### [Stored data entries]
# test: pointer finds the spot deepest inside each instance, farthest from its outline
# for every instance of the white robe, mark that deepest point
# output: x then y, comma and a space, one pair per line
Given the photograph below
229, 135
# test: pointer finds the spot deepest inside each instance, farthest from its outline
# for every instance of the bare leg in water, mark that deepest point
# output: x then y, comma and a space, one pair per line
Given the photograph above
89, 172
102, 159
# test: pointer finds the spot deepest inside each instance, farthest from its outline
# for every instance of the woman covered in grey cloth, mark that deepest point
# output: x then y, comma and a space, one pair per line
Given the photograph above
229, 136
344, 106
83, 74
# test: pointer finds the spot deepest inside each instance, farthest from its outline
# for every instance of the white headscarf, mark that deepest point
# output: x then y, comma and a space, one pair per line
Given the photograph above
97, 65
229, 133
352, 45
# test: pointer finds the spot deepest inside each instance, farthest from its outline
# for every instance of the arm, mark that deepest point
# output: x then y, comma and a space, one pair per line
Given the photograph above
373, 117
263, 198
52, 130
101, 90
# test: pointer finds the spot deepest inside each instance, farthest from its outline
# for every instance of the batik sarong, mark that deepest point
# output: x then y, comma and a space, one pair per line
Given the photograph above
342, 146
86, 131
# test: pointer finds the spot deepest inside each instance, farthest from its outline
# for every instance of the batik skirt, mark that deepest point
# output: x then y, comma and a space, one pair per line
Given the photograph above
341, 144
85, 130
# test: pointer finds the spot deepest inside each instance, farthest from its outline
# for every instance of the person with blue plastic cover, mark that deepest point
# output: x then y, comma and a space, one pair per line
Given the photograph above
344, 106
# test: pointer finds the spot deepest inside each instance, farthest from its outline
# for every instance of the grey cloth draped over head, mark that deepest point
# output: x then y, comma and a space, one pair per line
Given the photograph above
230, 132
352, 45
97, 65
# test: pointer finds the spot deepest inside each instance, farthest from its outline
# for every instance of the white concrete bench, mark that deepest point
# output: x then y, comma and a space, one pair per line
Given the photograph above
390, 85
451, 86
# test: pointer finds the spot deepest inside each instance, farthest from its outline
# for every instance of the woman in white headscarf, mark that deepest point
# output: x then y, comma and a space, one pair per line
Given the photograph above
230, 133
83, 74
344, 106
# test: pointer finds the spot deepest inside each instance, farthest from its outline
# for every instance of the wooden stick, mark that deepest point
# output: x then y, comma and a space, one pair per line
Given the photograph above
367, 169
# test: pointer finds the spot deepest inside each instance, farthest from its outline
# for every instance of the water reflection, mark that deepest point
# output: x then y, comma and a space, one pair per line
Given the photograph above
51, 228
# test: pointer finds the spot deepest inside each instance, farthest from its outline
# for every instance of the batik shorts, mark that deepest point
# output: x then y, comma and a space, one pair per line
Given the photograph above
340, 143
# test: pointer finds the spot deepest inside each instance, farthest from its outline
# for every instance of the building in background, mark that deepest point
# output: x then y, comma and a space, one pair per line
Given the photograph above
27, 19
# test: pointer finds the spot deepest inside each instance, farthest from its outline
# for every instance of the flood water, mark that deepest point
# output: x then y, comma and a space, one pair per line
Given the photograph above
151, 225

### [Assigned task]
All records shown above are to be given again verbatim.

### [Response below]
# test: pointer finds the spot deepest inside each instance, farthest from its outline
# for every instance of the white robe, mark that deepest point
# output: x then y, comma and a space, one pair per line
Given the photograph below
229, 135
# test: pointer finds the spot deepest inside each instance, farthest from its outline
# for every instance of the bare leg in water, mark that deepest point
# output: x then y, comma and a space, one pair per line
Given the photograph above
89, 172
102, 159
# test: pointer finds the spot deepest inside each instance, farthest from its outline
# for every instance of the woman covered in grey cloth, mark that deepest point
# output: x then y, comma and a space, one pair per line
Given the photograph above
229, 136
344, 106
83, 74
# test: pointer finds the spot deepest inside each instance, farthest from its outline
# for every instance of the white headscarf, mark that deepest point
# output: x then y, comma and a space, one pair per line
Given the photograph above
97, 65
229, 133
352, 45
# test: pointer finds the spot deepest inside each instance, farthest from its outline
# for every instance of the arm, mark that deepest point
# output: x then y, comma and a space, one pair per line
Given the photograph above
373, 117
263, 198
52, 130
101, 90
# test: pointer finds the spot deepest inside each instance, farthest from its outline
# for every instance of the batik sarong, mark that deepest point
# output: x then y, comma and a space, one pair per line
Given the photograph above
342, 146
86, 131
# test: pointer finds the spot deepest inside each instance, farthest from its outline
# for every instance of the batik skirt, mark that deepest point
# output: x then y, comma and a space, one pair per line
Given the photograph above
341, 144
85, 130
# test: pointer finds the spot deepest inside each instance, farthest from its outline
# for every instance of the person with blue plastic cover, mark that deepest point
# output: x then y, comma and a space, one pair per line
Given the photograph above
344, 106
# test: pointer finds the spot deepest inside each instance, farthest from its outline
# for every instance of the grey cloth draped over head, mark that deepest point
# output: x then y, comma and a space, one pair per line
Given the photograph above
230, 132
352, 45
97, 65
# test: pointer finds the spot deepest inside each instance, farthest from its outline
# for every instance of the white concrete bench, mark that deepest point
# output: x then y, comma and a space, one pair per line
Given the photograph above
390, 85
451, 86
# test: pointer finds the spot deepest inside each instance, farthest from its outline
# for every instance of the woman in white headscarf, mark that deepest point
# output: x then y, comma and a space, one pair per line
Given the photograph above
230, 133
83, 74
344, 106
# test: pointer finds the spot deepest inside each instance, farthest from its outline
# for every instance of the wooden stick, mark that deepest point
# output: x then y, comma and a space, one pair per line
Given the photograph above
367, 169
# test: pointer finds the spot deepest inside each instance, farthest from its outline
# for every instance of the water reflection, mark that deepest point
# output: x then y, comma and a space, one pair per line
Given the photograph above
51, 228
# test: pointer finds the spot deepest inside each instance, farthest from its outline
# for every instance of the batik shorts, mark that deepest point
# output: x then y, comma and a space, one pair per line
Given the photograph above
340, 143
# test: pointer finds the spot deepest inside each instance, farthest from its outline
# for every instance of the building in background, mark that deepest point
# output: x then y, comma and a space, one pair per line
Given the photograph above
27, 19
# test: pointer finds the spot deepest inside each instance, farthest from its outline
# for every instance of the flood water, mark that deepest point
# output: x then y, comma and a space, one pair per line
Given the photograph above
151, 225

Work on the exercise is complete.